WHAT TO DO:
[1] By 2025, all Kraft Heinz packaging is supposed to be globally what? According to the Heinz paper bottle article, what are all the options?
[2] Does the Heinz paper bottle article agree with each statement below? Answer yes or no for each and quote the deciding words. (a) Heinz Ketchup is sold in more than 140 countries. (b) Kraft Heinz aims to reach net-zero greenhouse gas emissions by 2025. (c) Kraft Heinz is the largest food company in North America.
[3] Can you write the next part of the Heinz paper bottle article, picking up right after its last sentence?

#### PAGE TEXT ####

The announcement would make Heinz the world’s first sauce company to use Pulpex’s paper bottle packaging—a move in line with The Kraft Heinz Company’s sustainability commitments.
Kraft Heinz is the third-largest food company in North America and the fifth-largest in the world with eight $1 billion+ brands. It’s the biggest-selling condiment brand with Heinz Ketchup at the top of the list. More than 650 million bottles of Heinz Ketchup are sold per year in more than 140 countries, with annual sales of more than $1.5 billion.
Chief amongst the brand’s sustainability goals is to make all of its packaging globally recyclable, reusable, or compostable by 2025. Developments like the paper bottle also play a part in Kraft Heinz’s goal to achieve net-zero greenhouse gas emissions by 2050, the company says.
Packaging waste at Heinz
“Packaging waste is an industry-wide challenge that we must all do our part to address,” Kraft Heinz CEO Miguel Patricio said in a statement. “That is why we are committed to taking steps to explore sustainable packaging solutions across our brands at Kraft Heinz, offering consumers more choices. This new Heinz bottle is one example of how we are applying creativity and innovation to explore new ways to provide consumers with the products they know and love while also thinking sustainably.”

#### DATA EXCERPTS ####

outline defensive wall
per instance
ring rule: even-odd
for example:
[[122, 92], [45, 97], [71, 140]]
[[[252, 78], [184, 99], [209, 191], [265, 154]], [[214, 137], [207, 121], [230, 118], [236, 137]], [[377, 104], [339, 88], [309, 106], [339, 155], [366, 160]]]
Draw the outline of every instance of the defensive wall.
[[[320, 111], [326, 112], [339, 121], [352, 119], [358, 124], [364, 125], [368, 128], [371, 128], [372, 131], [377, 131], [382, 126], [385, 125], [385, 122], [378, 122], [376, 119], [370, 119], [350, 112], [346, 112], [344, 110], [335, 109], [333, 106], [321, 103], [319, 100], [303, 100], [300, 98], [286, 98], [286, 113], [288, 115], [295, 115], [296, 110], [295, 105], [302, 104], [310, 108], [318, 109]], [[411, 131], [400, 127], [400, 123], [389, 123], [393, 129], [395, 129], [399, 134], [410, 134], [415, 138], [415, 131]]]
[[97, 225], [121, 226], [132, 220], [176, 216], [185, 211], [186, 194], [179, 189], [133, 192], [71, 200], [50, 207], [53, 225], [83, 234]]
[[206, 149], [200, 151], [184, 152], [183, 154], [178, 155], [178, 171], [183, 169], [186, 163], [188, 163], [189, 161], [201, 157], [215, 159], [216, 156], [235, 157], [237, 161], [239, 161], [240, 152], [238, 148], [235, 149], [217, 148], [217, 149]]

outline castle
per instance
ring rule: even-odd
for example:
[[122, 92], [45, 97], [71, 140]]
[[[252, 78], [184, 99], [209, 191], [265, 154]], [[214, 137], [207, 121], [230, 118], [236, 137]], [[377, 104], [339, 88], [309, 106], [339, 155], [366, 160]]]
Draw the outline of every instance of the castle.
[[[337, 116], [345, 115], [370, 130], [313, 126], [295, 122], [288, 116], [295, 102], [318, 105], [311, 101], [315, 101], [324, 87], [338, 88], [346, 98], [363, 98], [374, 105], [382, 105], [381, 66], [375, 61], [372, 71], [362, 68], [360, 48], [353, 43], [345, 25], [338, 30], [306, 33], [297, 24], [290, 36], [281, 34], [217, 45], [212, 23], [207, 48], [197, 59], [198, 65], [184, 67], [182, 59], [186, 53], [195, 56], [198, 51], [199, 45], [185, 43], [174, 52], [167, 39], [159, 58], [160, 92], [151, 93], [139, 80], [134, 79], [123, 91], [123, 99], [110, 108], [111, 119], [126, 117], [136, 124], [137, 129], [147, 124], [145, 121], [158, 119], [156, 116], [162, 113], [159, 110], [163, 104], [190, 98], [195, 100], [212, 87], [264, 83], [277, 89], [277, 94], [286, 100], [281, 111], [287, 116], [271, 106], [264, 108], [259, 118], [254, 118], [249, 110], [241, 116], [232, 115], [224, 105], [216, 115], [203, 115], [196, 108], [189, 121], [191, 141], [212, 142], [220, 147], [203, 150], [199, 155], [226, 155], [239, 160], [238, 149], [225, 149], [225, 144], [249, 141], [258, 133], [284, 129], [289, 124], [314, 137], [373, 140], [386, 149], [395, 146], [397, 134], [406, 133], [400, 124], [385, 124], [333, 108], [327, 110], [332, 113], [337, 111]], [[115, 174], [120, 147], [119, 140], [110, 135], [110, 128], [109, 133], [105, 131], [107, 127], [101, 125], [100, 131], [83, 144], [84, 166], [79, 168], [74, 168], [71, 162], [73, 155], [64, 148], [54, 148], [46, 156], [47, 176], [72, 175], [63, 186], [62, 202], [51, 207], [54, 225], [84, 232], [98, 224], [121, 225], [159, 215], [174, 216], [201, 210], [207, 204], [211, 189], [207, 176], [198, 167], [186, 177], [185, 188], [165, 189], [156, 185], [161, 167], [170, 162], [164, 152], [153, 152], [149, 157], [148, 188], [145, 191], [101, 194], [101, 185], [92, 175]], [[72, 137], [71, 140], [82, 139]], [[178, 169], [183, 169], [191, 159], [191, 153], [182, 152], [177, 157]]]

####

ANSWERS:
[1] Recyclable, reusable, or compostable.

[2]
(a) Yes: "More than 650 million bottles of Heinz Ketchup are sold per year in more than 140 countries"
(b) No: "net-zero greenhouse gas emissions by 2050"
(c) No: "the third-largest food company in North America"

[3]
The Pittsburgh-based food brand and Pulpex are still in the prototype phase, but they’re hopeful the new packaging could help shift the brand away from unsustainable materials, namely plastic. While its iconic ketchup does still come in glass options, plastic is its biggest seller. Some of the plastic ketchup bottles contain post-consumer waste, but plastic is still an environmental issue Heinz says it’s working to reduce. Plastic is a leading cause of ocean pollution, with ripple effects across the food chain. Chemicals in plastic pose human health risks, something the E.U.—one of Kraft Heinz’s most important markets—is aiming to increase restrictions on with a recently proposed ban.
“We are delighted to work with Heinz to bring our patented packaging technology to such a famous name in food and are excited about the potential of this collaboration,” said Scott Winston, Pulpex CEO. “We believe that the scope for paper-based packaging is huge, and when global household names like Heinz embrace this type of innovative technology, it’s good news for everyone – consumers and the planet.”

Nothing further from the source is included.